_Extracted entries_.

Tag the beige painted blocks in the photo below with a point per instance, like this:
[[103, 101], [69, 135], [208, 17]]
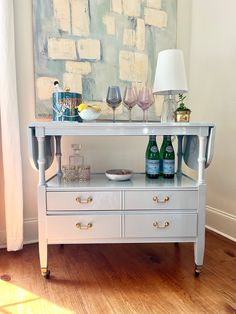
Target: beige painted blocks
[[61, 49], [61, 10], [155, 17], [140, 34], [80, 17], [73, 81], [110, 24], [116, 6], [156, 4], [89, 49], [132, 7], [133, 66], [129, 37], [44, 87], [82, 68]]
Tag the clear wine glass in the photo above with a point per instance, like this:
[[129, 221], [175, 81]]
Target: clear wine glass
[[130, 99], [113, 98], [145, 100]]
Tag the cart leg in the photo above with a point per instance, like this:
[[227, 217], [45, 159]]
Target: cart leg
[[198, 269], [43, 256]]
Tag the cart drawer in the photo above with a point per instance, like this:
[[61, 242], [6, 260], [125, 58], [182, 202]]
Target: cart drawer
[[160, 225], [84, 227], [161, 199], [83, 200]]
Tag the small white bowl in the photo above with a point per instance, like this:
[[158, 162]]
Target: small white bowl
[[119, 174], [89, 114]]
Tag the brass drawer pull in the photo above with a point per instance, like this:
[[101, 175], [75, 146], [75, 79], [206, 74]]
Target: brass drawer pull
[[156, 224], [165, 200], [80, 226], [86, 201]]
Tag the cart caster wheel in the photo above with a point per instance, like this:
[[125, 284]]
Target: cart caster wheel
[[198, 269], [45, 273]]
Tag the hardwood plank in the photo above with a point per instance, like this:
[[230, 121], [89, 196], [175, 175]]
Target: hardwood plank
[[120, 278]]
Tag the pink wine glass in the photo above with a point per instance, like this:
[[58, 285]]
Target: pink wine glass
[[145, 100], [130, 99]]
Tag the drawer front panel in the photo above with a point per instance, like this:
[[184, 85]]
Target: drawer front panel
[[161, 200], [83, 200], [160, 225], [84, 227]]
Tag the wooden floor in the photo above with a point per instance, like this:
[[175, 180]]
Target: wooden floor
[[120, 278]]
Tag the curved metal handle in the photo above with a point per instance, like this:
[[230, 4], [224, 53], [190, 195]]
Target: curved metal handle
[[156, 224], [86, 201], [156, 199], [80, 226]]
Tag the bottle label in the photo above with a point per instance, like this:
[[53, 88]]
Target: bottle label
[[152, 166], [168, 166], [153, 149], [169, 149]]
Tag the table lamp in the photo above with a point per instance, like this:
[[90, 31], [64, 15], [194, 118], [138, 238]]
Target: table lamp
[[170, 80]]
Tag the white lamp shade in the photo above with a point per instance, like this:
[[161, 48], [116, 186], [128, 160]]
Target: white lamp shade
[[170, 77]]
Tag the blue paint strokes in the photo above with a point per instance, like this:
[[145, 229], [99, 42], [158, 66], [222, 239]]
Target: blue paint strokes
[[105, 72]]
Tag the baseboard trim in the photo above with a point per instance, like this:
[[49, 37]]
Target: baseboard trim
[[221, 222], [216, 220]]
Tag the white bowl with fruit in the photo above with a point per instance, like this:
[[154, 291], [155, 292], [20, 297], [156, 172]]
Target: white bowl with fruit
[[89, 112]]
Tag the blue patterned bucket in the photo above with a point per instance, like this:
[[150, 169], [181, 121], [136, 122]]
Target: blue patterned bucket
[[65, 106]]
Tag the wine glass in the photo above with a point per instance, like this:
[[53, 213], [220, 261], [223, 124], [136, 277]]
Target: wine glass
[[145, 100], [113, 98], [130, 99]]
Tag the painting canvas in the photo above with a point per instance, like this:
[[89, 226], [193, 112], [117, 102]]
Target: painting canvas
[[88, 45]]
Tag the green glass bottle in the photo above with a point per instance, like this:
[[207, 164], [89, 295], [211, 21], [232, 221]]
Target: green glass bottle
[[152, 158], [163, 145], [168, 159]]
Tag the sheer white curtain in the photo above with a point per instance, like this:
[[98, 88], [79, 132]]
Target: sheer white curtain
[[10, 130]]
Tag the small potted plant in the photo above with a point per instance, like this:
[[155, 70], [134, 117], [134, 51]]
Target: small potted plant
[[182, 113]]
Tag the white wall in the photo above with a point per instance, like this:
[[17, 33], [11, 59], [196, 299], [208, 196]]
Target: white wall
[[209, 72], [213, 98]]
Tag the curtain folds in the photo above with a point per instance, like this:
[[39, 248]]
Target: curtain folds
[[10, 130]]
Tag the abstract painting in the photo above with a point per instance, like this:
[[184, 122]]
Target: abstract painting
[[88, 45]]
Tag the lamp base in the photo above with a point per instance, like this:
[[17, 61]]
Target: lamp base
[[168, 109]]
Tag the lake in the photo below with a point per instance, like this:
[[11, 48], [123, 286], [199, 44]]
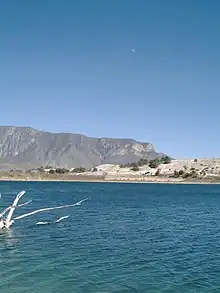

_Activity_.
Your copy must start at the line that holds "Tag the lamp" and end at the last line of the data, both included; it must contain no pictures.

_Answer space_.
Tag the lamp base in the photo above with a point per instance, like this:
[[17, 61]]
Target: lamp base
[[168, 109]]
Tag the lake in the photo below with a point per instance, like this:
[[11, 48], [123, 286], [199, 44]]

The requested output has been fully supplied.